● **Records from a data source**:
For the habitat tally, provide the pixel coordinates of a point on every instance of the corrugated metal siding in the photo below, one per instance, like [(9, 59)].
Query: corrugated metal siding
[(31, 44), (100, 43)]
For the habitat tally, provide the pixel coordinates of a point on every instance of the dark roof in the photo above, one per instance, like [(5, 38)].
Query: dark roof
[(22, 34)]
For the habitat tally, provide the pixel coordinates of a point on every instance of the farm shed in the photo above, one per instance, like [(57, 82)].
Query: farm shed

● **AIM OF THE TASK**: Please rewrite the listing with "habitat tally" renamed to "wildlife survey" throughout, leaving everything else unchanged.

● **WRITTEN RESPONSE**:
For the wildlife survey, provide the pixel coordinates of a point on every instance of the corrugated metal siding in the photo below, one per instance, like [(9, 59)].
Query: corrugated metal siding
[(31, 44), (100, 43)]
For the wildlife survey, provide the pixel coordinates of a point on every instance of the dark roof in the photo above, one per instance, like [(5, 38)].
Query: dark roof
[(22, 34)]
For the wildlife survey, provide the pixel coordinates of a point on every instance of the farm shed in the photo above, one per instance, like [(57, 82)].
Query: farm shed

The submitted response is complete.